Only the lines from the one containing "Look at the photo above. For every instance of the wheel" to the end of the entries should be written out, each exactly as it stands, both ends included.

----

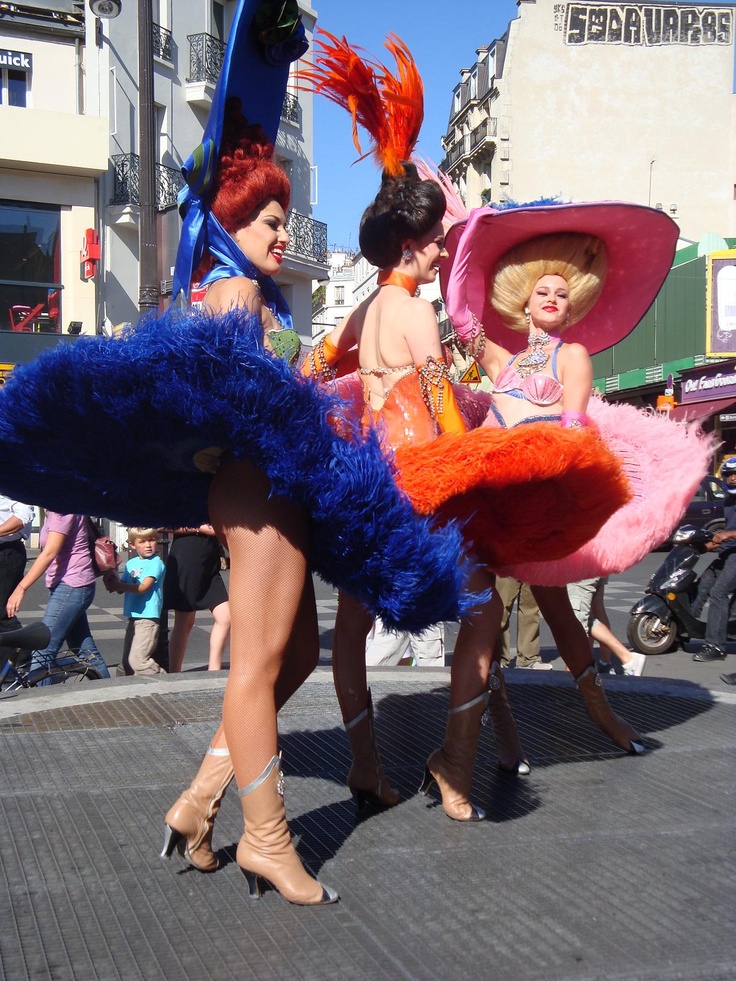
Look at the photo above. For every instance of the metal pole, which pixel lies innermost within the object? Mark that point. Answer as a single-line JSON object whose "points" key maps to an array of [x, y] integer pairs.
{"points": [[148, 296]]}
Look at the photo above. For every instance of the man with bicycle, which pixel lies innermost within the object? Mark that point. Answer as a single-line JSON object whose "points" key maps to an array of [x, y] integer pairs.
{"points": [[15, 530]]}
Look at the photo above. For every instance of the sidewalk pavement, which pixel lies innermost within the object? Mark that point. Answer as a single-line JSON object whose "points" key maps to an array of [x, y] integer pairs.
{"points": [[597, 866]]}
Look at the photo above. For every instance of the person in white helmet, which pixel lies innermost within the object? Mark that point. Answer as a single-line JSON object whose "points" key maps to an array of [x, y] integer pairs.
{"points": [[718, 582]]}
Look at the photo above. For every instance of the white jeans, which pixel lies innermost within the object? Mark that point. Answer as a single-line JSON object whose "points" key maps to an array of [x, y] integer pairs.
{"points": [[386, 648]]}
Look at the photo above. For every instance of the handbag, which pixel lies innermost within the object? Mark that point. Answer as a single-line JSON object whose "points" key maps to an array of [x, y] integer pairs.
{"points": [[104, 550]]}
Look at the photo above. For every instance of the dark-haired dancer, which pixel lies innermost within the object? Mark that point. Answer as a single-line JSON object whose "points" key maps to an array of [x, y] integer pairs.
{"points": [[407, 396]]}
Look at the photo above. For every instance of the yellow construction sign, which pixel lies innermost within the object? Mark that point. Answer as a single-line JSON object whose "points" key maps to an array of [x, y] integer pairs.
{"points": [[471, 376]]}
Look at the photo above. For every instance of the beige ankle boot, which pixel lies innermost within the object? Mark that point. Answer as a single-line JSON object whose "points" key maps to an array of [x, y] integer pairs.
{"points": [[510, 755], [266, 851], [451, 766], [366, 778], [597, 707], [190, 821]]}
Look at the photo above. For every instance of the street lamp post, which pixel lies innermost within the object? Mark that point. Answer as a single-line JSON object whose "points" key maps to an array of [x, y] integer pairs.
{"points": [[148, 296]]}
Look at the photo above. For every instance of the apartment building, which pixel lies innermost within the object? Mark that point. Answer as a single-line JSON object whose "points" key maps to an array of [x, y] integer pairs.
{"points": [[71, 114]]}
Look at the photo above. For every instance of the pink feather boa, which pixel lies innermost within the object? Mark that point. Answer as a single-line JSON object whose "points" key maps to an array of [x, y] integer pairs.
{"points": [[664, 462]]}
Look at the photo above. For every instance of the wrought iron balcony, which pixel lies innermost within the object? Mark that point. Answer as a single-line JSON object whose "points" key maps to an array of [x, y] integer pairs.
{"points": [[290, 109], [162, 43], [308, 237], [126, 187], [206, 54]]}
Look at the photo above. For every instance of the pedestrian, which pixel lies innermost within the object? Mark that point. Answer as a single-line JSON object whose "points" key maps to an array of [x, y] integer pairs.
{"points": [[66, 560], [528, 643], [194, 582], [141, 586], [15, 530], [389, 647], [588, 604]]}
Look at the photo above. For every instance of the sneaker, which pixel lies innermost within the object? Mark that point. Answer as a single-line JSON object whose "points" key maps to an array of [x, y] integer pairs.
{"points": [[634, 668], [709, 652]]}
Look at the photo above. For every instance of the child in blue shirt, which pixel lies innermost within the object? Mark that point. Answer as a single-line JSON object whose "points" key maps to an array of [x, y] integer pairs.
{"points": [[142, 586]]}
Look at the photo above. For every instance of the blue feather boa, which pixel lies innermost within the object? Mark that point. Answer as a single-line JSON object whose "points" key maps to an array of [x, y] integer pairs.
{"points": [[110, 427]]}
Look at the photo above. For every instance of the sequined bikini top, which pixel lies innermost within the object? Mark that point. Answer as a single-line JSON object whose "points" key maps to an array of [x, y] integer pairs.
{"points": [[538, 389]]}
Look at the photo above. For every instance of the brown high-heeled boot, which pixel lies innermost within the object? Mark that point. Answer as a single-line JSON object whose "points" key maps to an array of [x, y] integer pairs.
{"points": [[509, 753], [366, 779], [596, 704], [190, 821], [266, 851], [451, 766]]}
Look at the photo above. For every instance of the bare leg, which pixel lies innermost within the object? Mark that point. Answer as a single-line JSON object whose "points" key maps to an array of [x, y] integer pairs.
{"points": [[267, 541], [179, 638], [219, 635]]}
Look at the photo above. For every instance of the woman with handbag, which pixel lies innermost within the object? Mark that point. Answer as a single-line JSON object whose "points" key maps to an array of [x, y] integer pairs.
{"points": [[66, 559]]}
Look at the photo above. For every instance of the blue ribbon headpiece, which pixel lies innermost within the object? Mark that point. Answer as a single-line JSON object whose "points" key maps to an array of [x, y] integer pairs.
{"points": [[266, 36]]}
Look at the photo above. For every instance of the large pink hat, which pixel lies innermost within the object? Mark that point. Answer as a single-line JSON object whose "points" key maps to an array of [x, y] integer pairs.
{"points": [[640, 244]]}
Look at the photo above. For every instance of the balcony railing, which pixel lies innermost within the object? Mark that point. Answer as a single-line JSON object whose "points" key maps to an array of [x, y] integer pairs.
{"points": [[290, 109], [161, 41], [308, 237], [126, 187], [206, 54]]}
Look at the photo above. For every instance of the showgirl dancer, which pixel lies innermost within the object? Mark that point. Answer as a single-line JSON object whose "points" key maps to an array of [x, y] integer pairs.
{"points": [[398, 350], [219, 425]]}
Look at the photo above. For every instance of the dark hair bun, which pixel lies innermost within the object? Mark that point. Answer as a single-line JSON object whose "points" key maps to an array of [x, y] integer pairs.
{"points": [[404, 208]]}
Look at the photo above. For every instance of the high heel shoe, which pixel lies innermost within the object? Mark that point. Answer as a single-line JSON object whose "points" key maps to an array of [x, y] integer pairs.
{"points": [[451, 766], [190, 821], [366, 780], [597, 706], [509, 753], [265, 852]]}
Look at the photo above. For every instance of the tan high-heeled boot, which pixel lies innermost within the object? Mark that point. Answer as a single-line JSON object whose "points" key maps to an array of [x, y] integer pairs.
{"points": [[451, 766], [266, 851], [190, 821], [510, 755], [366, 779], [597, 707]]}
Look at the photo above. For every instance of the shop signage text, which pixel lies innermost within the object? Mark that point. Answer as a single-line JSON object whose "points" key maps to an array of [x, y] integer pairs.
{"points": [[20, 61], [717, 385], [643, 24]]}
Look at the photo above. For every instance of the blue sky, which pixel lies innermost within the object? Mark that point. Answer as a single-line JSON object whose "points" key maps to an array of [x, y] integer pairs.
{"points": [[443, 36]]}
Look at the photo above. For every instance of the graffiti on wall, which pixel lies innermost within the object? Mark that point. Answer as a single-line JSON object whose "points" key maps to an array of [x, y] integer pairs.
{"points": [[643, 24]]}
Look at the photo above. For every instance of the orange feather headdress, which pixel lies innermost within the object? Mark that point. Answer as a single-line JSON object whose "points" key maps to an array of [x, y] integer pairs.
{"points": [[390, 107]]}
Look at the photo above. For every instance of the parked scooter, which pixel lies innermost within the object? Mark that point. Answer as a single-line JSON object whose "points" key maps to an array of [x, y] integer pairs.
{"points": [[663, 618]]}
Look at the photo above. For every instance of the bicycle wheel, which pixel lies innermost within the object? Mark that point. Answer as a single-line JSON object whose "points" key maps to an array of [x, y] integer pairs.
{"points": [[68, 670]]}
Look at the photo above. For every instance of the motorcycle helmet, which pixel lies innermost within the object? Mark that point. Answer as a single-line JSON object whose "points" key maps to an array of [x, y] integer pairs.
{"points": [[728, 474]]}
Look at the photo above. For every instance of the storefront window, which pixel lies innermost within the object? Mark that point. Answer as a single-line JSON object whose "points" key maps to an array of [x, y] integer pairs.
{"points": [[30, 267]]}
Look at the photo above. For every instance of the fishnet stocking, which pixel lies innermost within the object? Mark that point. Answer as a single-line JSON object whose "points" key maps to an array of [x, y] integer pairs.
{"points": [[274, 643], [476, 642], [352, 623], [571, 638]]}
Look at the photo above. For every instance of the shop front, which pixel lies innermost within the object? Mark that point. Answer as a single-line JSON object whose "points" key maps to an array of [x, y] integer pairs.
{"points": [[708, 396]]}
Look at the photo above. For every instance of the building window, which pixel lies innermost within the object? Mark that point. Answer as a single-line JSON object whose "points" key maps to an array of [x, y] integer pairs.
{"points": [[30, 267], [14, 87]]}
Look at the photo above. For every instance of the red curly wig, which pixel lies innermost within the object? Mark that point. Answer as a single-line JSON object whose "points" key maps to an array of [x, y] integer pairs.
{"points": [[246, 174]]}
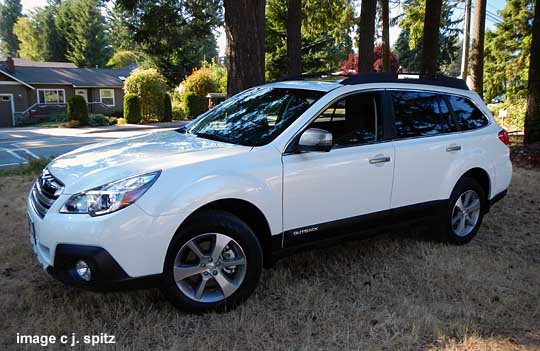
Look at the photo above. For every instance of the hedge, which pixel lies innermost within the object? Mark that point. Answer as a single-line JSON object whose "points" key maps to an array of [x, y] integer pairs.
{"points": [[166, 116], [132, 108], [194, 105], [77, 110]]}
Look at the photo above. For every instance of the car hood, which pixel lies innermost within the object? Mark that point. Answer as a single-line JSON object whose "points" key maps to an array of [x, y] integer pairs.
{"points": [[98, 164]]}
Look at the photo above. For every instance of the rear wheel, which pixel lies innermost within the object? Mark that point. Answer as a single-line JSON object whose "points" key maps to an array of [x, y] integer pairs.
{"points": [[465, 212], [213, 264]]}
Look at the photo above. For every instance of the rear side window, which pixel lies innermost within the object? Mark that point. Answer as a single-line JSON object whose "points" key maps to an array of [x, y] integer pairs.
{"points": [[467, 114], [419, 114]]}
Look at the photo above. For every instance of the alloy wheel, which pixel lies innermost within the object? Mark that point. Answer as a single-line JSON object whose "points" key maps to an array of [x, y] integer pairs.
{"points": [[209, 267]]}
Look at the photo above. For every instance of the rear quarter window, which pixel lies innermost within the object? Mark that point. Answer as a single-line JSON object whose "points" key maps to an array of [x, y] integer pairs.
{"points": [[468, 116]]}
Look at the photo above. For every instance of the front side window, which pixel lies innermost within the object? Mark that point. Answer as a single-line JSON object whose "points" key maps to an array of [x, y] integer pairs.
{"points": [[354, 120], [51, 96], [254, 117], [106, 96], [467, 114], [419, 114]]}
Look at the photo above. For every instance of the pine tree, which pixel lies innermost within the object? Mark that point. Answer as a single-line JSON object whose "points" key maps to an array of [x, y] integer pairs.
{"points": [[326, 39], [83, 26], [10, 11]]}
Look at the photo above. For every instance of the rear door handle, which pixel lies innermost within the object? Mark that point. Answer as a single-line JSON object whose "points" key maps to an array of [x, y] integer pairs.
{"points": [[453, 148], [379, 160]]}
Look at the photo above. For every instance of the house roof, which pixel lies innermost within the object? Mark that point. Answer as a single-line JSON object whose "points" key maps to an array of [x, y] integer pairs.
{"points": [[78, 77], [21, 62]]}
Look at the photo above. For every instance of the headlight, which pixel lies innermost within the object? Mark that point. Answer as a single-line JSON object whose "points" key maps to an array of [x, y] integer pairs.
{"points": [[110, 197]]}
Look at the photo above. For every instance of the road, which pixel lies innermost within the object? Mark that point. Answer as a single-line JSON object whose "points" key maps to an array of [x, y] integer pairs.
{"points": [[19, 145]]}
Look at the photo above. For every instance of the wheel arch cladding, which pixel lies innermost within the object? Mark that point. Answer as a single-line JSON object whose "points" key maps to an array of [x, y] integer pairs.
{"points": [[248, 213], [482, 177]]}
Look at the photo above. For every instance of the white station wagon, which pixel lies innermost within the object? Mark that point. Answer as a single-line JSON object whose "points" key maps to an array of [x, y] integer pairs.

----

__Reply to the exercise__
Look at the photo above. For every instance of the wheel arch cladding, which pixel lies innermost within the object? Mark that point. Answer as a single-line JSON object whose "points" key maps to an array of [x, y] integer pairs.
{"points": [[248, 213], [482, 177]]}
Look at the photo above. For every instance of the white station wagon, which pixel lies innermost within the object? Mark that point. Answer as a single-line JSON object whose "points" key maps to an array of [x, y] integer pairs.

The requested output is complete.